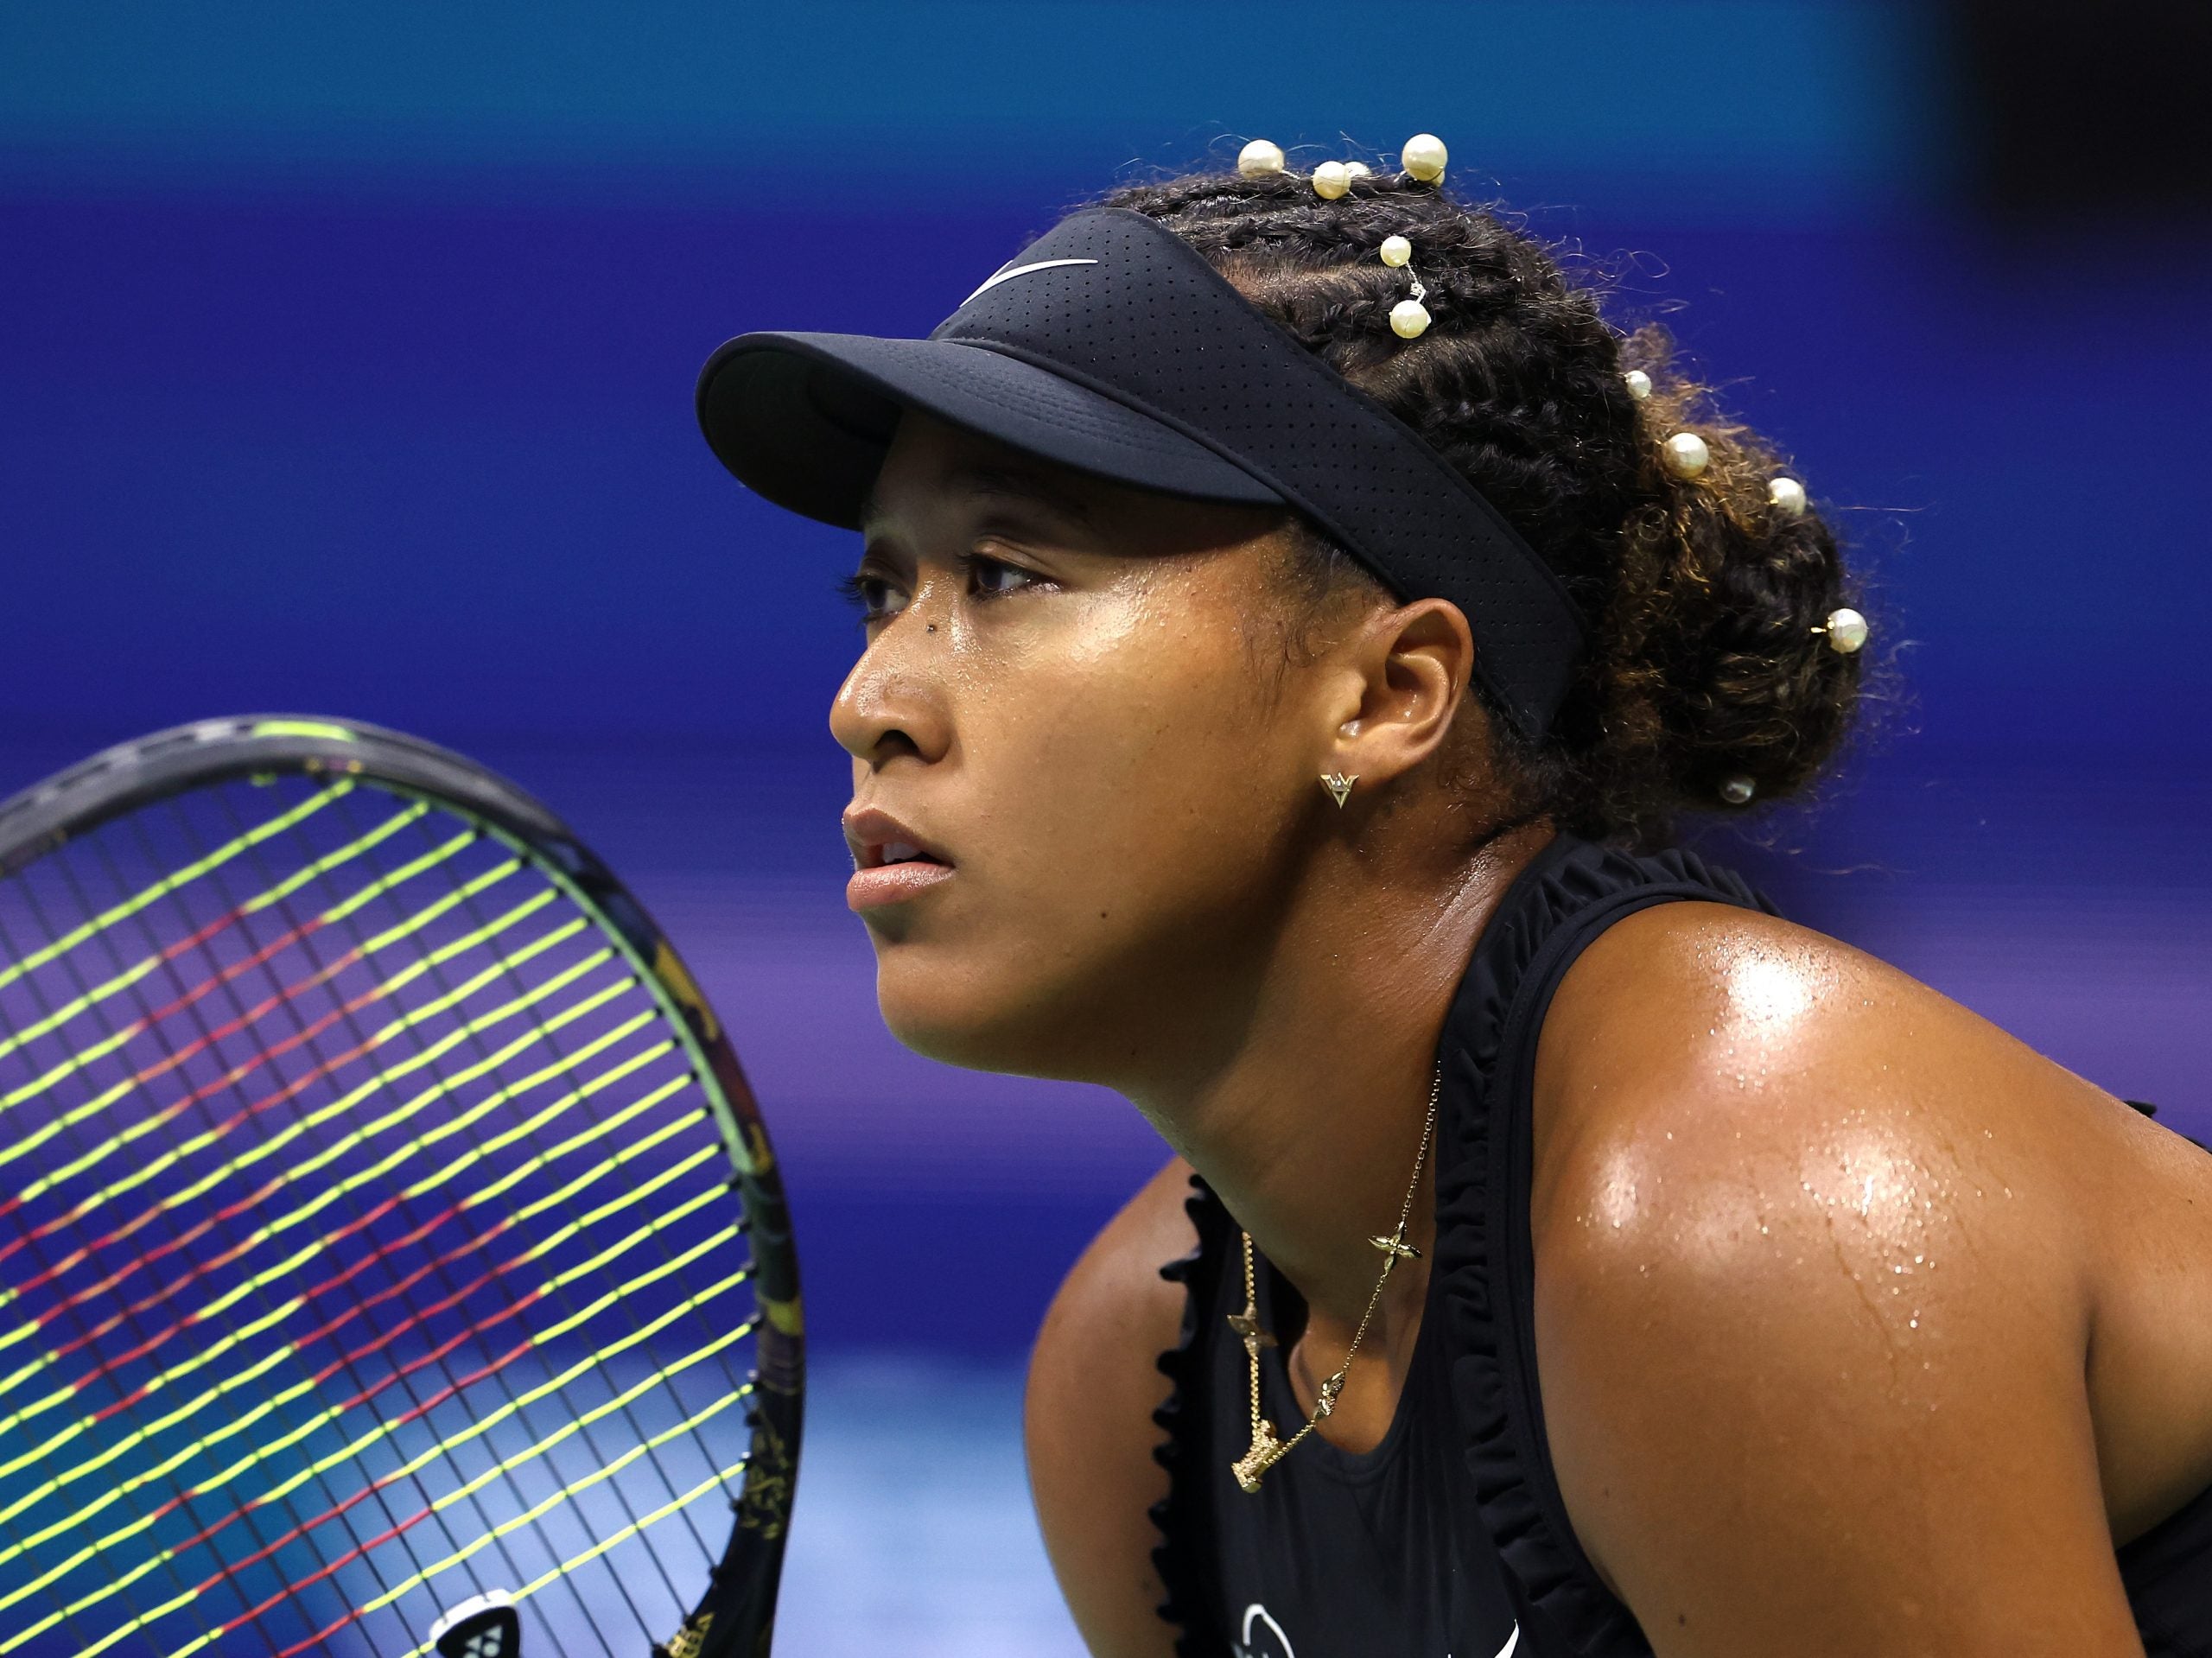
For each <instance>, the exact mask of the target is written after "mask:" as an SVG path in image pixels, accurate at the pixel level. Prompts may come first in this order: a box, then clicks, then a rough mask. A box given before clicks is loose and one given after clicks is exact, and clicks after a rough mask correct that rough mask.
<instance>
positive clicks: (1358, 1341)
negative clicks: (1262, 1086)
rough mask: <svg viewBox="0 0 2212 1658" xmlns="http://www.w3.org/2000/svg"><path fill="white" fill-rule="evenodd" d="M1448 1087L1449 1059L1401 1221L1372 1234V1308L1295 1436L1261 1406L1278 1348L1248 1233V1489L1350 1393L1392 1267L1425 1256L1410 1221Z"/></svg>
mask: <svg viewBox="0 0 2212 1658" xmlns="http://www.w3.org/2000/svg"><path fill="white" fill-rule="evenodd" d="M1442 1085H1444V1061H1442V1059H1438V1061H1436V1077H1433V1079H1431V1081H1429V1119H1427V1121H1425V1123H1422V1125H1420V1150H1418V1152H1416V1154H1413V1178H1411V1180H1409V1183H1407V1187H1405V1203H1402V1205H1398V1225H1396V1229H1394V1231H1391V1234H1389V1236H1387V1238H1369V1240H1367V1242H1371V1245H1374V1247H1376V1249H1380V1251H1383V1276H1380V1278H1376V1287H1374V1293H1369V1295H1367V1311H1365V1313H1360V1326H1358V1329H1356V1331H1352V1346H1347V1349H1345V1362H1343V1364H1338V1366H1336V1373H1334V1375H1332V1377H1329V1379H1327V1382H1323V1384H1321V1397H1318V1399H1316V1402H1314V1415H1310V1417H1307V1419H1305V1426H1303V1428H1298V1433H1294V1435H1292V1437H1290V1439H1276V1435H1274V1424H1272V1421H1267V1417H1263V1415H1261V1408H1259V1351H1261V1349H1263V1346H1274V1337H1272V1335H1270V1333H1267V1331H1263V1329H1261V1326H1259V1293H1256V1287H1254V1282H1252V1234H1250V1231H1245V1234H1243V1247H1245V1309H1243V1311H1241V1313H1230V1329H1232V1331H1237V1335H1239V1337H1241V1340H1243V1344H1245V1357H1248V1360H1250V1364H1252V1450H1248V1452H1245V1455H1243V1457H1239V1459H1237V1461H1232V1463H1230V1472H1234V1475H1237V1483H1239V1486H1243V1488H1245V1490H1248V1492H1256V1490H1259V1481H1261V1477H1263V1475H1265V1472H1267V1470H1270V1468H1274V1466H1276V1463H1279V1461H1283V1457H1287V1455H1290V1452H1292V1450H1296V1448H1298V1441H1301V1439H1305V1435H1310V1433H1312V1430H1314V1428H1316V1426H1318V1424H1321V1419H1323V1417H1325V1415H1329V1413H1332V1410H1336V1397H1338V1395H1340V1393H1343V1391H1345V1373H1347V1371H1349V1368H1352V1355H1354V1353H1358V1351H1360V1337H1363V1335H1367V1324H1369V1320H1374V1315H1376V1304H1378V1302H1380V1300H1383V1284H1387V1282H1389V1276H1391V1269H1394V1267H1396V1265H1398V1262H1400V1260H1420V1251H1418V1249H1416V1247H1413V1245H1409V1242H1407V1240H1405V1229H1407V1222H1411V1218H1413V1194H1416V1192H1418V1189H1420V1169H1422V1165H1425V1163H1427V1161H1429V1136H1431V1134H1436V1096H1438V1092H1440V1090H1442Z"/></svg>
■ ■ ■ ■ ■ ■ ■
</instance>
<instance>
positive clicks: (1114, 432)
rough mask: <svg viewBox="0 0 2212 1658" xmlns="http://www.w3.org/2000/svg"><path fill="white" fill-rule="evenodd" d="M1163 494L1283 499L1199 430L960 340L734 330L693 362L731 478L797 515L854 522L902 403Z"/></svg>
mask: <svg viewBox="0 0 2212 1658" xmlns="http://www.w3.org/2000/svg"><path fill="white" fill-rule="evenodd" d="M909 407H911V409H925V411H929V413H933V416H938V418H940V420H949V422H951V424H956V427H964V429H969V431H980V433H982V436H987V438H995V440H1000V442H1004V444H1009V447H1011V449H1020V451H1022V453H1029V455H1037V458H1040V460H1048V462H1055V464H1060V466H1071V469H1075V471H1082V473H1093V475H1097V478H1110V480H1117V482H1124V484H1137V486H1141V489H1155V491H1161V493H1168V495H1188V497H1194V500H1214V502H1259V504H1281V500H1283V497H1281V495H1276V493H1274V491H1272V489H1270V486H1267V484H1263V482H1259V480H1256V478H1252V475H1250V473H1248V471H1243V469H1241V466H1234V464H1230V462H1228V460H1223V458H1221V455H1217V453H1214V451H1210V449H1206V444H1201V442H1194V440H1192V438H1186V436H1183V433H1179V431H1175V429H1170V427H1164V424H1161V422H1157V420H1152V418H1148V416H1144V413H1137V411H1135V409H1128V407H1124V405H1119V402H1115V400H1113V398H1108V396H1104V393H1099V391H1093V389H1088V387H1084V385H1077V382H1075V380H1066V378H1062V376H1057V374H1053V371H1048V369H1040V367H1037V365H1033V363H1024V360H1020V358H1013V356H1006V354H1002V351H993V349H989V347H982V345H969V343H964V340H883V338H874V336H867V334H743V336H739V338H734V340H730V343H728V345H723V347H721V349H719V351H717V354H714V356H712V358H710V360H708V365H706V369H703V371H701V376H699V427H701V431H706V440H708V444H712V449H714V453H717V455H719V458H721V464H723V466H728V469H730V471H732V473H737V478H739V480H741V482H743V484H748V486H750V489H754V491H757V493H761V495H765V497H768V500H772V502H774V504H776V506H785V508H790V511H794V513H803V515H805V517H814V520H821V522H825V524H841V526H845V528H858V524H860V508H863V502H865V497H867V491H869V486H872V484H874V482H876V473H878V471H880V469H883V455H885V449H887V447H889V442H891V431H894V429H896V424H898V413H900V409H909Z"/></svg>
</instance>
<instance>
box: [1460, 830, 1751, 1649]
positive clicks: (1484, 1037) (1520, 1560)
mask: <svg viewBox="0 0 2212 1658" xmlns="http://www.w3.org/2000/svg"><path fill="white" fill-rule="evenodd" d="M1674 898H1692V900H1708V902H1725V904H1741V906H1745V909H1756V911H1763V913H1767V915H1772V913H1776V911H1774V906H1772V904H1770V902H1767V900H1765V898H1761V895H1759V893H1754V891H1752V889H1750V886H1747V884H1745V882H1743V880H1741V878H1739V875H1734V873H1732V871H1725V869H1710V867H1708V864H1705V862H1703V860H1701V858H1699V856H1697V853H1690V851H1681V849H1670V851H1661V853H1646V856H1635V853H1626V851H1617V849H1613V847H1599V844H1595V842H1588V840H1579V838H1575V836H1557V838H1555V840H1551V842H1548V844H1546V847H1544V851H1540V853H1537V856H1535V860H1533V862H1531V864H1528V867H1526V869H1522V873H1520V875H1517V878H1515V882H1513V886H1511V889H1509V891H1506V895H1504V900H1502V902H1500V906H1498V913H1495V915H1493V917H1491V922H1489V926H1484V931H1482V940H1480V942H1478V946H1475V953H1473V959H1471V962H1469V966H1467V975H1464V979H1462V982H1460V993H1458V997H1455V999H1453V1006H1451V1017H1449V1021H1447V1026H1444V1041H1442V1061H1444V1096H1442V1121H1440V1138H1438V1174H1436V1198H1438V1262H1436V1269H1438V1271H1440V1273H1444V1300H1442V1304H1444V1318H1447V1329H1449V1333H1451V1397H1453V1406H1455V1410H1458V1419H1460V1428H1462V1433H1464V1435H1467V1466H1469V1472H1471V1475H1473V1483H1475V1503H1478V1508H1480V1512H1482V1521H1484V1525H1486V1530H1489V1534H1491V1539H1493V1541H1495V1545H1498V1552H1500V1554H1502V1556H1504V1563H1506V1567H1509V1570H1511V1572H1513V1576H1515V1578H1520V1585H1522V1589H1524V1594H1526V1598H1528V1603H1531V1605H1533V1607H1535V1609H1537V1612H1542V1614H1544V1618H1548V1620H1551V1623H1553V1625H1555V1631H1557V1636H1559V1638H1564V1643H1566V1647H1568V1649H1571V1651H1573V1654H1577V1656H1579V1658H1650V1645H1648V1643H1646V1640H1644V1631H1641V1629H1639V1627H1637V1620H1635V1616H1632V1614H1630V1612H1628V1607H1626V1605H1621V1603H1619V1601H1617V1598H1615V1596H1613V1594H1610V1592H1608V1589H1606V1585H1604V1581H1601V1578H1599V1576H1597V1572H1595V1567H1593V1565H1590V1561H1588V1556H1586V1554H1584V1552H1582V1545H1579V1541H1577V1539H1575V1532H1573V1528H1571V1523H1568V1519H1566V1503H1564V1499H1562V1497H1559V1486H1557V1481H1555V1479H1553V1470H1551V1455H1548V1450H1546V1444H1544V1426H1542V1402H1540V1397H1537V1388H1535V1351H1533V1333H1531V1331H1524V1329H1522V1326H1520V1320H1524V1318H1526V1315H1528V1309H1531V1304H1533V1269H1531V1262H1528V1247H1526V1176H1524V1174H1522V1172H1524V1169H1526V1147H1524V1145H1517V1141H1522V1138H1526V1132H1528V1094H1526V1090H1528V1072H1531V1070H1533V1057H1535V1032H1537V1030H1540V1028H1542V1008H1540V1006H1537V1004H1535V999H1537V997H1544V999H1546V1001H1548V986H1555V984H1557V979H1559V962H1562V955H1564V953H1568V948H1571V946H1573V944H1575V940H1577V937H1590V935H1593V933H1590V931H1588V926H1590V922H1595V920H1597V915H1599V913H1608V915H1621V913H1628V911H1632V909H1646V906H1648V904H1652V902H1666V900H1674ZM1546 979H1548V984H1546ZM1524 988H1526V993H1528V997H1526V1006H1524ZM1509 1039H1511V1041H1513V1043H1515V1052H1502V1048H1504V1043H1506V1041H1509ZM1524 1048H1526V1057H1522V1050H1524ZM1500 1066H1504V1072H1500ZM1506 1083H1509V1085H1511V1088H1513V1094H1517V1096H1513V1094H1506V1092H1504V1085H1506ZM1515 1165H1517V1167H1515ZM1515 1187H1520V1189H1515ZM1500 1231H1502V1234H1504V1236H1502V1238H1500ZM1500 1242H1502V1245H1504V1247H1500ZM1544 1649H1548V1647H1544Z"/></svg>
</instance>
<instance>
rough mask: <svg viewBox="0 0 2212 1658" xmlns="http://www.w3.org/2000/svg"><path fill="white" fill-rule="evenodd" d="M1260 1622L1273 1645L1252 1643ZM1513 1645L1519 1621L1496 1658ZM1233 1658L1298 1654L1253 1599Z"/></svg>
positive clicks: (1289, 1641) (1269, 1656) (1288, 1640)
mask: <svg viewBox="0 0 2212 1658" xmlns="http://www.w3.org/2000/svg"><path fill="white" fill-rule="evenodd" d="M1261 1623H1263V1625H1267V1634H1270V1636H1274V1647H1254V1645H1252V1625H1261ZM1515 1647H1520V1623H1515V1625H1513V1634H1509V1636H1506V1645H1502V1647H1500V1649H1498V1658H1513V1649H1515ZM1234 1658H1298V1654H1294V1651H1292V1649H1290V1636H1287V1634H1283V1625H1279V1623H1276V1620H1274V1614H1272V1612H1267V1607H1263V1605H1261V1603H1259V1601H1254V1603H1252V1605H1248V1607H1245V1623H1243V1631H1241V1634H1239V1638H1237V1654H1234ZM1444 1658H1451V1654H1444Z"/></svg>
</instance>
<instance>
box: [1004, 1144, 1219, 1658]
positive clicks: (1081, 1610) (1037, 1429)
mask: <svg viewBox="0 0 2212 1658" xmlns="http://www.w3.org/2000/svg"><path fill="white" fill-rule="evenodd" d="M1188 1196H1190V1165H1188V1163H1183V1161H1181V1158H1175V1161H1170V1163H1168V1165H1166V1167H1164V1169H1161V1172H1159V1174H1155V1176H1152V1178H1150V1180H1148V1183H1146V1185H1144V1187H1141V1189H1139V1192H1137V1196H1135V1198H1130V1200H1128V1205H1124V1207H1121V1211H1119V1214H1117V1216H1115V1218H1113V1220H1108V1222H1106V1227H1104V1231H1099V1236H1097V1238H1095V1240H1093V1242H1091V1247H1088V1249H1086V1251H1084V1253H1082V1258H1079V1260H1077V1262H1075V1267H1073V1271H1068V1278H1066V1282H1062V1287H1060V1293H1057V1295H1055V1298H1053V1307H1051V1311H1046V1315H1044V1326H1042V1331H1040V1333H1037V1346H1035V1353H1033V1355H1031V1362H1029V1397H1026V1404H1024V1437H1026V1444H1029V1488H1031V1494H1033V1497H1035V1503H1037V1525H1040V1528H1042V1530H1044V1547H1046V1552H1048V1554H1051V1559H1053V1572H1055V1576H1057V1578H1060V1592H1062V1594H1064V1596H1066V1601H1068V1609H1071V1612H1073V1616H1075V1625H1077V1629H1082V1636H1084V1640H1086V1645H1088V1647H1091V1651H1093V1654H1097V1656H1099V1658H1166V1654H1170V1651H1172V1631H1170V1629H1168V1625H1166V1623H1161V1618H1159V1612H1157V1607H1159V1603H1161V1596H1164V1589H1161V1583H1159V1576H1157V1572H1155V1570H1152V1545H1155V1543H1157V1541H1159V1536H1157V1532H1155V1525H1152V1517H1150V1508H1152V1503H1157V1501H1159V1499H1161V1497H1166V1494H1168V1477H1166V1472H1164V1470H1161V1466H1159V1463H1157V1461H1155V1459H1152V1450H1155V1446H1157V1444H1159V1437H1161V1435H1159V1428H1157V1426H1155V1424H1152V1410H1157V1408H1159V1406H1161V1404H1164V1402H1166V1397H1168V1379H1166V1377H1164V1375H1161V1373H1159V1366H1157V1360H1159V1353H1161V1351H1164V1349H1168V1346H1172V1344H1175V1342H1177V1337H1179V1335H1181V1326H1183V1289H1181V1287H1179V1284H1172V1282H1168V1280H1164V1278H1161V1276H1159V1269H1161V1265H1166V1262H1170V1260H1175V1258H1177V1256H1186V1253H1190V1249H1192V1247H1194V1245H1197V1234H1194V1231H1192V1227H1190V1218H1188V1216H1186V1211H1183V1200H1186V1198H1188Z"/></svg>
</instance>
■ ■ ■ ■ ■ ■ ■
◆ WHAT IS BEING ASKED
Starting at the line above that contains "For each <instance>, the" and ending after the line that contains "1087L1449 1059L1401 1221L1372", give those lines as a numbered list, with any blank lines left out.

◆ TASK OUTPUT
1. For each <instance>, the exact mask of the target is written after "mask:" as an SVG path in image pixels, accurate at the pixel level. Prompts may come first in this order: a box, then clicks, then a rough mask. A box given before clicks is loose and one given after clicks is exact, and clicks after a rough mask correct that rough mask.
2. <instance>
3. positive clicks: (1358, 1341)
4. negative clicks: (1262, 1086)
5. rough mask: <svg viewBox="0 0 2212 1658" xmlns="http://www.w3.org/2000/svg"><path fill="white" fill-rule="evenodd" d="M1448 1087L1449 1059L1401 1221L1372 1234V1308L1295 1436L1261 1406L1278 1348L1248 1233V1489L1350 1393L1392 1267L1425 1256L1410 1221Z"/></svg>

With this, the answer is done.